> **Supplied data**:
※
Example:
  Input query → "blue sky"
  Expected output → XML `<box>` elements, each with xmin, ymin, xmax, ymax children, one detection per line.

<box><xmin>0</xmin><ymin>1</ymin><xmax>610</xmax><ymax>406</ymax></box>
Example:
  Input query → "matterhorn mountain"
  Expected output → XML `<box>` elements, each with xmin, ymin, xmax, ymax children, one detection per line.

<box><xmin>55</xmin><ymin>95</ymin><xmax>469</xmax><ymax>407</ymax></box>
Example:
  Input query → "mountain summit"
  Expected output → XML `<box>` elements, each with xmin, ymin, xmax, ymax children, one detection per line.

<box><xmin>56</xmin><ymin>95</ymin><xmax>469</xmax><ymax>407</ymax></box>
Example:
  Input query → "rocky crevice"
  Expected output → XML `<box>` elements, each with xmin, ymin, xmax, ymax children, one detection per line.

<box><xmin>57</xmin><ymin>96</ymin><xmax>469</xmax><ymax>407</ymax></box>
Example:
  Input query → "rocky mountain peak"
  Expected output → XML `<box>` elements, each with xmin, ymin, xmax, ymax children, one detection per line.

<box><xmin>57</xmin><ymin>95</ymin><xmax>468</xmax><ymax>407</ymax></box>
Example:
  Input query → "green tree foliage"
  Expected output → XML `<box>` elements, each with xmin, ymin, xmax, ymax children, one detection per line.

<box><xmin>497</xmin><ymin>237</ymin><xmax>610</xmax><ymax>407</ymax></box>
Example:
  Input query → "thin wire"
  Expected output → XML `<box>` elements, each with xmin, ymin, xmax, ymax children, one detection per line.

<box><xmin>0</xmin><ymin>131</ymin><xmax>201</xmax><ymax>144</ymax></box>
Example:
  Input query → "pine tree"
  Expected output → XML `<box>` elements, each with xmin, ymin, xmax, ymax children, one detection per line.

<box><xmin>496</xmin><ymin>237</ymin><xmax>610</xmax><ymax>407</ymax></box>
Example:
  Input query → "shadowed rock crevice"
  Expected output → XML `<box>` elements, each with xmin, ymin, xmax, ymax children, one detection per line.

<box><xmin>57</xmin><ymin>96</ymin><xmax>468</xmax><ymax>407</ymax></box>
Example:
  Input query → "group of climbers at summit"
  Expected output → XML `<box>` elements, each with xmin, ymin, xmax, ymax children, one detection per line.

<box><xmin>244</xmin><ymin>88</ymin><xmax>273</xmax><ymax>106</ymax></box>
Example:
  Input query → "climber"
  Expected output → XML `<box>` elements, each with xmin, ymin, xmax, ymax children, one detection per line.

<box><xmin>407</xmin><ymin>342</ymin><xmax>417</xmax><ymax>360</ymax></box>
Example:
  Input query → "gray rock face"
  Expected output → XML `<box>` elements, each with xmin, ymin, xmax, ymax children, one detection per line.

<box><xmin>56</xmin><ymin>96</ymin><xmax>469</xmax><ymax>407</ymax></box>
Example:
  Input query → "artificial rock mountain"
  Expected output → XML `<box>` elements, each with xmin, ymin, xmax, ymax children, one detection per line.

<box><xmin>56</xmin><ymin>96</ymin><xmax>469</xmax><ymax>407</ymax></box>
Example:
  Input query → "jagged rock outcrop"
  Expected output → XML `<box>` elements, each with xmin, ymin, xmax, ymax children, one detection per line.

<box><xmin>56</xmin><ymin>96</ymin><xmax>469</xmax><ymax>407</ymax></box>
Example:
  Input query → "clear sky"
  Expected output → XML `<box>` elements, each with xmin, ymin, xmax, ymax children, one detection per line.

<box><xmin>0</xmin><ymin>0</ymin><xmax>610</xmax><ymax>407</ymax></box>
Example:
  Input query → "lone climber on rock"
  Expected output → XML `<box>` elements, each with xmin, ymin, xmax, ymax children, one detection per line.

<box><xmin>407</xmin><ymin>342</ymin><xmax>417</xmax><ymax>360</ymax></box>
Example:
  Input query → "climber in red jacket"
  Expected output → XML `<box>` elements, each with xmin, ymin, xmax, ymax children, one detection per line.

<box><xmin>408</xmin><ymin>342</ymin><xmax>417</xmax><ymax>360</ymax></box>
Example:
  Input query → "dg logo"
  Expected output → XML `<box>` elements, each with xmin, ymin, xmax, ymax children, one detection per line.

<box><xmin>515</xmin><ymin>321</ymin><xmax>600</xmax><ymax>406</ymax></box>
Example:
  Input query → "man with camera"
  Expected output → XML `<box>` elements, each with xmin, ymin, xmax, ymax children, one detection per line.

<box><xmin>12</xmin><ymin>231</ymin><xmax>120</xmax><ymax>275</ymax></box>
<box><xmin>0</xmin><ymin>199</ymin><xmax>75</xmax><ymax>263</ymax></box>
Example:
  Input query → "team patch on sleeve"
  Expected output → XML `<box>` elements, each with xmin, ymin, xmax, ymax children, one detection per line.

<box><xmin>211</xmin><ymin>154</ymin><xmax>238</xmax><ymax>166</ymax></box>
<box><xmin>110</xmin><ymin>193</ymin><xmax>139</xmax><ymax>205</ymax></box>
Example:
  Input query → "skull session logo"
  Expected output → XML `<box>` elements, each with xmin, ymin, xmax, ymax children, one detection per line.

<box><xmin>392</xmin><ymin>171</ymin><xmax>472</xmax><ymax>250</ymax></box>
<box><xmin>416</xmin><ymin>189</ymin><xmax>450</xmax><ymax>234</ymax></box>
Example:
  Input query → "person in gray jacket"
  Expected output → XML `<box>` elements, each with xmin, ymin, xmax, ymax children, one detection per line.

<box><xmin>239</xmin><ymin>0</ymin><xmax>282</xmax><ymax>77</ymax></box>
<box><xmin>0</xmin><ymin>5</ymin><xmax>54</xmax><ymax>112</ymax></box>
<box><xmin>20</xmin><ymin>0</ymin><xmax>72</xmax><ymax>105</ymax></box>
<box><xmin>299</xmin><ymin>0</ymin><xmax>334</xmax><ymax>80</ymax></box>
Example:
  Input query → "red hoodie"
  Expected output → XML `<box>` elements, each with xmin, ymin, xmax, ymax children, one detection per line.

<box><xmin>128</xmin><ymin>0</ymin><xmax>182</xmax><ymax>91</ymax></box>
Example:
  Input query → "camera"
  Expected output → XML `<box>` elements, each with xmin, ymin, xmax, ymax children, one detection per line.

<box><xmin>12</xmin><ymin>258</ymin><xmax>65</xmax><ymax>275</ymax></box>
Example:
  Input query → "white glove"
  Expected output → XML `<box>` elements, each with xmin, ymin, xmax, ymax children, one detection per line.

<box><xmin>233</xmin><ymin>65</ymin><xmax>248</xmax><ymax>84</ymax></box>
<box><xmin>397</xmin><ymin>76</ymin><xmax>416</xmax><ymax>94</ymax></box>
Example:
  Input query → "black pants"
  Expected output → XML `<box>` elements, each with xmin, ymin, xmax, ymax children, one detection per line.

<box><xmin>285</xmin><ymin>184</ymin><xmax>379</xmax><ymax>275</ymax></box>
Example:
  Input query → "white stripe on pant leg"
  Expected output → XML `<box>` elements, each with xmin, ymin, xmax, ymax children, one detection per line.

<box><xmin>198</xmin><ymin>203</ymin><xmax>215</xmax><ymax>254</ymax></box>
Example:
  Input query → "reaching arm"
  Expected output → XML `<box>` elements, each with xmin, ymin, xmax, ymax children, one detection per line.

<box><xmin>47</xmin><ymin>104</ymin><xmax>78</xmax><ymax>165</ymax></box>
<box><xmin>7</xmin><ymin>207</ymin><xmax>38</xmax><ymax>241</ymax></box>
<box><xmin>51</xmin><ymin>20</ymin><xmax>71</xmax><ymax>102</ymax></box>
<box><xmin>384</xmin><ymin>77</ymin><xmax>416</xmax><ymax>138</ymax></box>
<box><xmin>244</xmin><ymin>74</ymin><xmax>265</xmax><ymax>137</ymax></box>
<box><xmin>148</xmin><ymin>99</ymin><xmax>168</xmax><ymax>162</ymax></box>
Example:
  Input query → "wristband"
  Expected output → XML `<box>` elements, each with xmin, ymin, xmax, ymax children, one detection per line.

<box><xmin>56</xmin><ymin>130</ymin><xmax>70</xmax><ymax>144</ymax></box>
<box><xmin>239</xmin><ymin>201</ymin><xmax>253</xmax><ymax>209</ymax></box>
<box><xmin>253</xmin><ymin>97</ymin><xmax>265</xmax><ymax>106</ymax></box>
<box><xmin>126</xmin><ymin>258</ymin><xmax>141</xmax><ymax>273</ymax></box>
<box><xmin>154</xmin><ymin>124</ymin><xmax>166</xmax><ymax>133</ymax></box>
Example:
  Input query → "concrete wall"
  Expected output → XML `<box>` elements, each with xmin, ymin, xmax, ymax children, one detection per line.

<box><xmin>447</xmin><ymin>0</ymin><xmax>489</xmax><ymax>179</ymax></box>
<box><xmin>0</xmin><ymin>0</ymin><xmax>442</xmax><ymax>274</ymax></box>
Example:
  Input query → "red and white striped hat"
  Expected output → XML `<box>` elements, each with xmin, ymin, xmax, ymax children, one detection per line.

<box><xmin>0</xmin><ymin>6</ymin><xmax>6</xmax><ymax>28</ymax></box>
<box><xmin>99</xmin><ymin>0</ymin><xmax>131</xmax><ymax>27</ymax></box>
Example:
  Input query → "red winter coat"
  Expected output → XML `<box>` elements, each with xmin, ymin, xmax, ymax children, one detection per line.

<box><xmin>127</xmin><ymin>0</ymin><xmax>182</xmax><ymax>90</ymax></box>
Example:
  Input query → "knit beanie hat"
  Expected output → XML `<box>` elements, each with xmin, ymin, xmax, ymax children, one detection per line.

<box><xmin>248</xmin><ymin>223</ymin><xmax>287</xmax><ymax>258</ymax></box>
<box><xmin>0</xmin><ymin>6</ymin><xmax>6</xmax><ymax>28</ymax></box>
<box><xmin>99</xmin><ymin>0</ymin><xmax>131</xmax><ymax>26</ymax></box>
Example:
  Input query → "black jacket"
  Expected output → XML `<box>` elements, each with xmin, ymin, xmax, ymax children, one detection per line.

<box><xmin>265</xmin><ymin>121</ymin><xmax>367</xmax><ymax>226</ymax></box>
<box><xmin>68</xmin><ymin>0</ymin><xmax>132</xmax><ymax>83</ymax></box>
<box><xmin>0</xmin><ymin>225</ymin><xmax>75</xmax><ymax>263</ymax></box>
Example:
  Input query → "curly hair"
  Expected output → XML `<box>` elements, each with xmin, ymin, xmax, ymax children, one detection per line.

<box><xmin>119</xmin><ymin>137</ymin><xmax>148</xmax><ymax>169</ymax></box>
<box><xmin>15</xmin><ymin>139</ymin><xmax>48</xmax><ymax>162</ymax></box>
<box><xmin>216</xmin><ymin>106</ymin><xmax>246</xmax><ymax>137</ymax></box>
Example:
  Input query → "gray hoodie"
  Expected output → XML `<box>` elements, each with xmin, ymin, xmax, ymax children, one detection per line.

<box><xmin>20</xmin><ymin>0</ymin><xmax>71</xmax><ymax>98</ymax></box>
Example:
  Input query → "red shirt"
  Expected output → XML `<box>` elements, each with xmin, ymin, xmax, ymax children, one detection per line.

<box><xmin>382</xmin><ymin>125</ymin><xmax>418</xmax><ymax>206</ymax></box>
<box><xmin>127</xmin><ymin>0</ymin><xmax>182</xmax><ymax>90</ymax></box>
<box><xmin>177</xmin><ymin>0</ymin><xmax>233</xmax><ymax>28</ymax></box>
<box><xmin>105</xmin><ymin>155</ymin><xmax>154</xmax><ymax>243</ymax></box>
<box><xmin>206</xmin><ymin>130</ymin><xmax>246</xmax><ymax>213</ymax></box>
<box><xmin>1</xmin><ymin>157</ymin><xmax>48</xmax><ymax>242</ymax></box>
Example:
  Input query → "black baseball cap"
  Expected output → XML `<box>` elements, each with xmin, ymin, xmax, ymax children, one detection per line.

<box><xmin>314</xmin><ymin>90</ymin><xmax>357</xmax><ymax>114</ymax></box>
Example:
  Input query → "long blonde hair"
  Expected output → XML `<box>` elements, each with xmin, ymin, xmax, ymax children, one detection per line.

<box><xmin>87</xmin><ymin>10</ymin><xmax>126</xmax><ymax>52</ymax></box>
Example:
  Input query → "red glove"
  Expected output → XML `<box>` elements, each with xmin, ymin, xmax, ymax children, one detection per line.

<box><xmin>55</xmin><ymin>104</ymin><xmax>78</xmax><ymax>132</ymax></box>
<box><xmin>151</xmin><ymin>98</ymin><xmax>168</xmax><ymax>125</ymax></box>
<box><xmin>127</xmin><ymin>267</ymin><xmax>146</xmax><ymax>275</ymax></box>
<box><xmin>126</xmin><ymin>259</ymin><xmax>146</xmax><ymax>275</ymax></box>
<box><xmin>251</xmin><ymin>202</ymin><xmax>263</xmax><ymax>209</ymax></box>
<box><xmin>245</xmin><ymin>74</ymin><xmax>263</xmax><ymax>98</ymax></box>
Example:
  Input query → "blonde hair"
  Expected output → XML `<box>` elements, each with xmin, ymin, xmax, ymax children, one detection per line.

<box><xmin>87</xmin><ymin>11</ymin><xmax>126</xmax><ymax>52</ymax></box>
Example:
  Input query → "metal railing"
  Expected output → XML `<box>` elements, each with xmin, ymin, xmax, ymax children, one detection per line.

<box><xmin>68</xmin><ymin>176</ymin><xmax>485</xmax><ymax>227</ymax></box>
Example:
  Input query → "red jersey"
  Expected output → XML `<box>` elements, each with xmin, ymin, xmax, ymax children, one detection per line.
※
> **Given exercise**: Count the lines in the material above that contain the string "blonde", and reply with the number alone.

> **Answer**: 2